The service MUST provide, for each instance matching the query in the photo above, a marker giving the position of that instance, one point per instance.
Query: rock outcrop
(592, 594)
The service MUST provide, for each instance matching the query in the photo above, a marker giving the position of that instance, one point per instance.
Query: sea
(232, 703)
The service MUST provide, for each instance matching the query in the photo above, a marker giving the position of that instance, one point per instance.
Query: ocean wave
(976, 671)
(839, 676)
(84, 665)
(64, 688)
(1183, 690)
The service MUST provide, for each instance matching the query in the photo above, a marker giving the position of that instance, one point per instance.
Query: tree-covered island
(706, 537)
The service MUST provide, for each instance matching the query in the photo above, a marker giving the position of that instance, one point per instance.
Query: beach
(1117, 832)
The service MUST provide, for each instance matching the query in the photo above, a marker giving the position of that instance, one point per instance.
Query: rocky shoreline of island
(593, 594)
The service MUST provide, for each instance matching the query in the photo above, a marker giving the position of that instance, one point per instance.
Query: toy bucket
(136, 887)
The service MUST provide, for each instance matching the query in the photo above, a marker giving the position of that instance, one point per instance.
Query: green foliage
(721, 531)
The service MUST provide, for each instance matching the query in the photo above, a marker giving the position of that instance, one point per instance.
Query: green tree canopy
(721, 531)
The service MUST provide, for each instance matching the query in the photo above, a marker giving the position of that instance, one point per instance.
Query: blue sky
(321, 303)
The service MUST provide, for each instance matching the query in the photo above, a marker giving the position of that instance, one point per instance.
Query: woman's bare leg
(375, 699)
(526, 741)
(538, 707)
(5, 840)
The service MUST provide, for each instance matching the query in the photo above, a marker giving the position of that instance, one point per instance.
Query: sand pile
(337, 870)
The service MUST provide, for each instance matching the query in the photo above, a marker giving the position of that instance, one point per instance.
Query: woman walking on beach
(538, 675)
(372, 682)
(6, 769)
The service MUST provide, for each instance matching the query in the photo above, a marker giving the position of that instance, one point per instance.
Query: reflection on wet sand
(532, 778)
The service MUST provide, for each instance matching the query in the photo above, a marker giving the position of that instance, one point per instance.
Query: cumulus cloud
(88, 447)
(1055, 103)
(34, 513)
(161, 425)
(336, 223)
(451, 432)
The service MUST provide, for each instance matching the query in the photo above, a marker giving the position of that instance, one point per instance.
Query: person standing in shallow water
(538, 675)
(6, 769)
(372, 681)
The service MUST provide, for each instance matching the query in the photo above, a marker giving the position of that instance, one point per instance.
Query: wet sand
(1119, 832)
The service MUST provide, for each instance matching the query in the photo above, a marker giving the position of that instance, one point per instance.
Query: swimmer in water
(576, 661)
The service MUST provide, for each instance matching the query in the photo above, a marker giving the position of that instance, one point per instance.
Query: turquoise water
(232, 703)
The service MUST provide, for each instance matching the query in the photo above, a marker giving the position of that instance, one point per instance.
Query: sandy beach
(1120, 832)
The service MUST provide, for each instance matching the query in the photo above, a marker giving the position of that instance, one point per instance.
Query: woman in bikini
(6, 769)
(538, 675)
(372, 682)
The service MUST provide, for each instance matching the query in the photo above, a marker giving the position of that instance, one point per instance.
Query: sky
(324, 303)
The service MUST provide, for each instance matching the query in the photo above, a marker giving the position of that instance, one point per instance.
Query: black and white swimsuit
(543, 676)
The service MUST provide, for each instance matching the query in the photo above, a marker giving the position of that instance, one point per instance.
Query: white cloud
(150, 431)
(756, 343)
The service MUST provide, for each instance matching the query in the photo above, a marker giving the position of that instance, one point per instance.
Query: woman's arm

+ + +

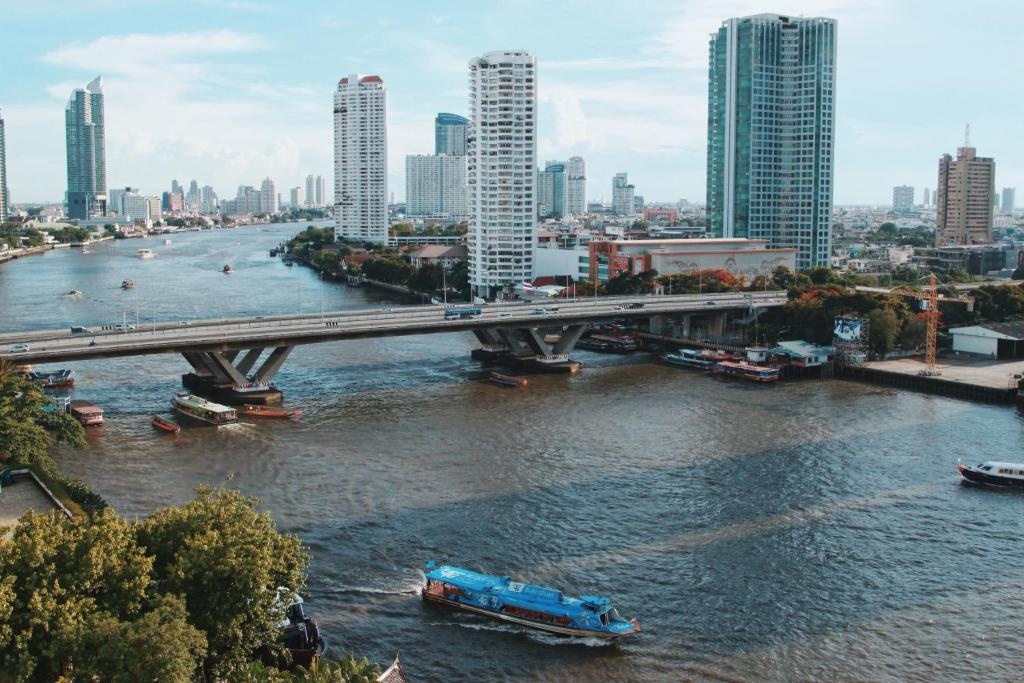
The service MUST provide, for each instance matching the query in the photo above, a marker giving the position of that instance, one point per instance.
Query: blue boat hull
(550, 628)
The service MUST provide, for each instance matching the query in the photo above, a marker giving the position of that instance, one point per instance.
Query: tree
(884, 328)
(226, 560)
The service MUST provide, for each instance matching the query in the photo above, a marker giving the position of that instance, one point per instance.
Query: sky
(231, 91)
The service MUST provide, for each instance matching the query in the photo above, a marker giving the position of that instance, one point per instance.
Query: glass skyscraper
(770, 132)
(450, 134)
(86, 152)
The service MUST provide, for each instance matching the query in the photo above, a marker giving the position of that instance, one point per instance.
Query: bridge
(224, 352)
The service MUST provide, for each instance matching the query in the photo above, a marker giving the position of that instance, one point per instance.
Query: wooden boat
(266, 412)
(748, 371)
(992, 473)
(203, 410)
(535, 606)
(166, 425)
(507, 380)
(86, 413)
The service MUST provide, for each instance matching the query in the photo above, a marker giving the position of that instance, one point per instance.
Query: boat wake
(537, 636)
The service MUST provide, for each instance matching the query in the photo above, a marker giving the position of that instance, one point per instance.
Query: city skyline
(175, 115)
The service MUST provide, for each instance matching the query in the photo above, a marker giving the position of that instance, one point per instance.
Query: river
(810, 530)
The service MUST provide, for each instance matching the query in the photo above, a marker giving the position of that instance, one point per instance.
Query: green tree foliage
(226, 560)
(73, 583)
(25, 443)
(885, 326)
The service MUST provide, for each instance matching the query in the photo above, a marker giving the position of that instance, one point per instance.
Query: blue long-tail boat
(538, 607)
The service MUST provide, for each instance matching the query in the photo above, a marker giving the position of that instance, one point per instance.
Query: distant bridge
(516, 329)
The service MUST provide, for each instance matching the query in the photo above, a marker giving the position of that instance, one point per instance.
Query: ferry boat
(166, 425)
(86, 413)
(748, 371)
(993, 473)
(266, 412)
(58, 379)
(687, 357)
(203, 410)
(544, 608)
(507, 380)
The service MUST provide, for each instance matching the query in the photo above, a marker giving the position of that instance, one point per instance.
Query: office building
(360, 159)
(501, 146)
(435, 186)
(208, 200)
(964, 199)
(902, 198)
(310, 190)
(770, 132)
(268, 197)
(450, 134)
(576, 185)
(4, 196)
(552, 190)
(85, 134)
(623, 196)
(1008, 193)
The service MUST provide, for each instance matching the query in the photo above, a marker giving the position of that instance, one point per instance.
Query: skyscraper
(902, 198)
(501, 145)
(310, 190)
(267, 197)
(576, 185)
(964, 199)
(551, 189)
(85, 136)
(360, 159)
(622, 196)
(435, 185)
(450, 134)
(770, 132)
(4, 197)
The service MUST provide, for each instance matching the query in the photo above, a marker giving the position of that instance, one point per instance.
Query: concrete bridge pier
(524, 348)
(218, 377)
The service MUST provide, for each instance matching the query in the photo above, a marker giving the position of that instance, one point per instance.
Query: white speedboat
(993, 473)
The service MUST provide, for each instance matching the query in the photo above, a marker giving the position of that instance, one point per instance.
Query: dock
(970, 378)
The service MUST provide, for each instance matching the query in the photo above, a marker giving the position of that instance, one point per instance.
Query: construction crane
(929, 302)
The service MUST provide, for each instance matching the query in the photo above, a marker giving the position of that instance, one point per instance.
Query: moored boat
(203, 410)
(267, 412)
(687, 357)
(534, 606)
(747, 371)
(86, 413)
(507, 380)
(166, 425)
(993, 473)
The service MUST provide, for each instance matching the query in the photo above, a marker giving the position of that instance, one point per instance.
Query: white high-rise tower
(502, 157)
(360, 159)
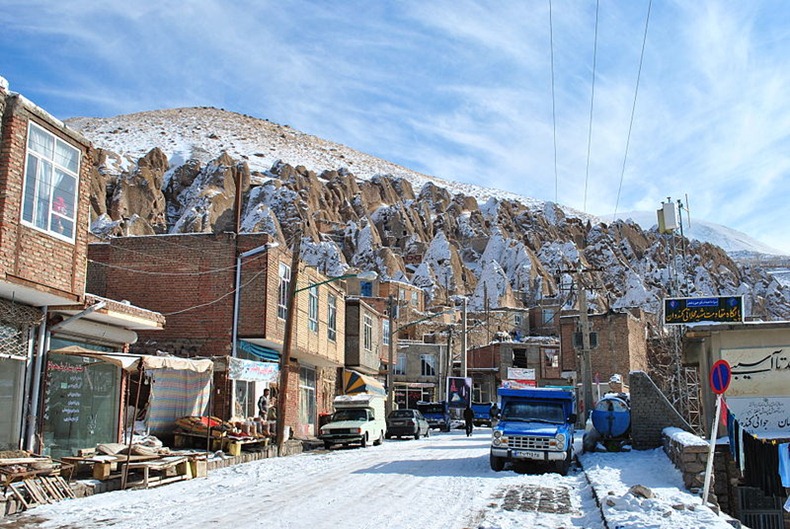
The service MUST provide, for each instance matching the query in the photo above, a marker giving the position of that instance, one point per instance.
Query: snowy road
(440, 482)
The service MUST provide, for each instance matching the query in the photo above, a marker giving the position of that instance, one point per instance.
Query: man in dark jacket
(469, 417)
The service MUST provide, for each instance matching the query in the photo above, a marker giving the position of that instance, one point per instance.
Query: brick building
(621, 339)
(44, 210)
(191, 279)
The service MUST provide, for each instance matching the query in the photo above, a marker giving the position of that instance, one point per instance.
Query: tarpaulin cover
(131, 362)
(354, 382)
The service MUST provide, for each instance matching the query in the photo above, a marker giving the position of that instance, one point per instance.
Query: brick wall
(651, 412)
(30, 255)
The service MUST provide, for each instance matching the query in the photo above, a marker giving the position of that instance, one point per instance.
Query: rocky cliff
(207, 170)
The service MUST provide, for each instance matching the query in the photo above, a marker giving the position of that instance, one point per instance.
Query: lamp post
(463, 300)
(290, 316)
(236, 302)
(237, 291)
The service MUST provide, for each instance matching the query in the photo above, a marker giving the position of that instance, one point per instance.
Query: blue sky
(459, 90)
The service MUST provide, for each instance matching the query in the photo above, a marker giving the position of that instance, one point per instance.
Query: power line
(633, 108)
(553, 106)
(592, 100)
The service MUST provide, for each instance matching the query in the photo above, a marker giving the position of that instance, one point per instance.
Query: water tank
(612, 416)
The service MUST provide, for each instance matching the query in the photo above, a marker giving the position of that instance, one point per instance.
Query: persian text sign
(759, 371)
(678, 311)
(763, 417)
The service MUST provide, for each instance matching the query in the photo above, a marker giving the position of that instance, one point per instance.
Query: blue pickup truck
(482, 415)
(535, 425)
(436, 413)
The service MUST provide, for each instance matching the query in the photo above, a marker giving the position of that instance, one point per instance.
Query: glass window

+ + +

Work instructions. Give the number of lines in the rows above that contain the string "woman", treating uppercase and lowercase letters as distinct. Reply with the number alone.

Solution to this problem. 4